The climate in Katakwi makes life difficult, and undoubtedly played a part in the conflicts, which had an ethnic dimension too, but were essentially about access and control of scarce resource. In the Katakwi region, if you add the dry seasons together they take up more than half the year. So, Katakwi provides the kinds of images that abound in Comic Relief videos – starved, emaciated children, little food growing, very poor living conditions. Fortunately when I was there I didn’t bump into any super-rich tax-avoiding western pop stars looking devastated and tearful.

But I spent two other periods in Uganda – through the same NGO – in 2001 and 2005 in the much more fertile areas around Masindi and Kiryandongo. There the rain falls in buckets for nine months of the year. So many crops grow there, and so quickly: coffee, sugar, tobacco, bananas,  mangoes, pineapples, beans, maize, cassava, and many more,  but the people there – mainly subsistence farmers –  also suffer grinding poverty. Is it because they don’t get the same kind of attention from Comic Relief?


Fruit-seller in Kigumba Market, Kiryandongo

The problem is more basic. Farmers there cannot get a decent price for their excess produce, beyond their subsistence needs, on the world market. The questions of why there are richer and poorer countries, whether it was chance or through conquest and massive transfers of wealth; or the questions about which companies control food prices globally are the questions that Comic relief cannot and will not ask. Fair Trade projects are spreading  to more districts in Uganda and that is making some difference for local communities but Ugandans need trade justice for any real economic shift.

My own observations and conversations in Uganda were undertaken in summer breaks when I was working as a primary school teacher in inner London. When Red Nose Day came round it was probably quite confusing for the children at our school. One of the other teachers was a great enthusiast for Red Nose Day, would order in all the packs to popularise it among the children. The school would have a “fun day” in which children would come up with some very inventive ways of raising money and would collect a decent amount for Comic Relief. But I would take the opportunity to do an assembly for the school that would acknowledge the children’s genuine desire to “make a difference” but also subvert and challenge the charity mindset in the spirit of Emma Goldman .

Being generous to others, giving help to those who need it, showing that you care for someone else, not just yourself, wanting the world to be a fairer place, I said, were all good things. I congratulated them on the money they raised through their efforts. But I would then give them give them two very important messages about charity.

# Listed records
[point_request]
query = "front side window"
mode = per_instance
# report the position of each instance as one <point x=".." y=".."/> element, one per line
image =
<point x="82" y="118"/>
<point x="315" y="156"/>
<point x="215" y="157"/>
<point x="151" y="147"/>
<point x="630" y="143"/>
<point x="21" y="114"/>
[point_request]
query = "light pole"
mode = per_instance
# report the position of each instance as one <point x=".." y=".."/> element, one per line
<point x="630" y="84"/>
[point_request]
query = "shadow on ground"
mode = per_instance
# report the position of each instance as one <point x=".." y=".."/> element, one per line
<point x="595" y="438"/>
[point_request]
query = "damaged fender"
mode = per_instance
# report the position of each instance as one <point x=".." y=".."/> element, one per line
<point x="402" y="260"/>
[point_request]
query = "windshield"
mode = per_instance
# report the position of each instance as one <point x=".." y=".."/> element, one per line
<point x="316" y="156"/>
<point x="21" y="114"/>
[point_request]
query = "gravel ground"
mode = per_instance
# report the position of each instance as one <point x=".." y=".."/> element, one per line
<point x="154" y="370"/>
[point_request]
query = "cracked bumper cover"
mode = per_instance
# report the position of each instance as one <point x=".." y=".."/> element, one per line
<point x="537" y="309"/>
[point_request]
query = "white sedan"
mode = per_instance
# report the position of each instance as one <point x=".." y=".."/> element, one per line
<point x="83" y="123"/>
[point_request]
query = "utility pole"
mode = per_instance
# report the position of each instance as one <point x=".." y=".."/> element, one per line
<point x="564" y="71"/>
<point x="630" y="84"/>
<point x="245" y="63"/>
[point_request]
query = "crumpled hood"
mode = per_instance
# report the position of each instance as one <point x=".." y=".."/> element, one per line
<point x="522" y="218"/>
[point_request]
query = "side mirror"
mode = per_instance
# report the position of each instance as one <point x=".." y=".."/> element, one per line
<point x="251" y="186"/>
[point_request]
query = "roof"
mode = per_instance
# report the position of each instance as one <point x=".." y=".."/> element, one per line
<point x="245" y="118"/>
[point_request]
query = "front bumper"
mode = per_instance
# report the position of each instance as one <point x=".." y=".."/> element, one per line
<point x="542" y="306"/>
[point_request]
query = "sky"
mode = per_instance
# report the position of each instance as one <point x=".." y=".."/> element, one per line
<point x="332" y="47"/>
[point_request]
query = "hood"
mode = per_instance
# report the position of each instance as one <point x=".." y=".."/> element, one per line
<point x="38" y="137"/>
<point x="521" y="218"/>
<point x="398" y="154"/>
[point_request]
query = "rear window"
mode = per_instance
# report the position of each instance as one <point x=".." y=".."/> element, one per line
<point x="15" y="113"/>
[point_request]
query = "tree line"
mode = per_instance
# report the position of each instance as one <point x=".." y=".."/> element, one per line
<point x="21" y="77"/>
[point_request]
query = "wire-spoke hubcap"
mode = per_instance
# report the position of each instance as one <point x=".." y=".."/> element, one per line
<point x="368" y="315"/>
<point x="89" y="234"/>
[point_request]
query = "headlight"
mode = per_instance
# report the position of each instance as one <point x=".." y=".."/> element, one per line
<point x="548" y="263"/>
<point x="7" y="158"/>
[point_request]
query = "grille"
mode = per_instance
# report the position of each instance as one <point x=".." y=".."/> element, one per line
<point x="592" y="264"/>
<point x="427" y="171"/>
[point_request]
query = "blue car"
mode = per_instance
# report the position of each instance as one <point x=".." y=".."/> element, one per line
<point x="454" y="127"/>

# Aim of the task
Please explain in one to three sentences why, according to the Uganda passage, the subsistence farmers around Masindi and Kiryandongo still suffer grinding poverty even though so many crops grow there. The listing has no connection to the Uganda passage.

# Written solution
The passage says the problem is more basic than a lack of Comic Relief attention. Farmers there cannot get a decent price on the world market for the produce they grow beyond their own subsistence needs.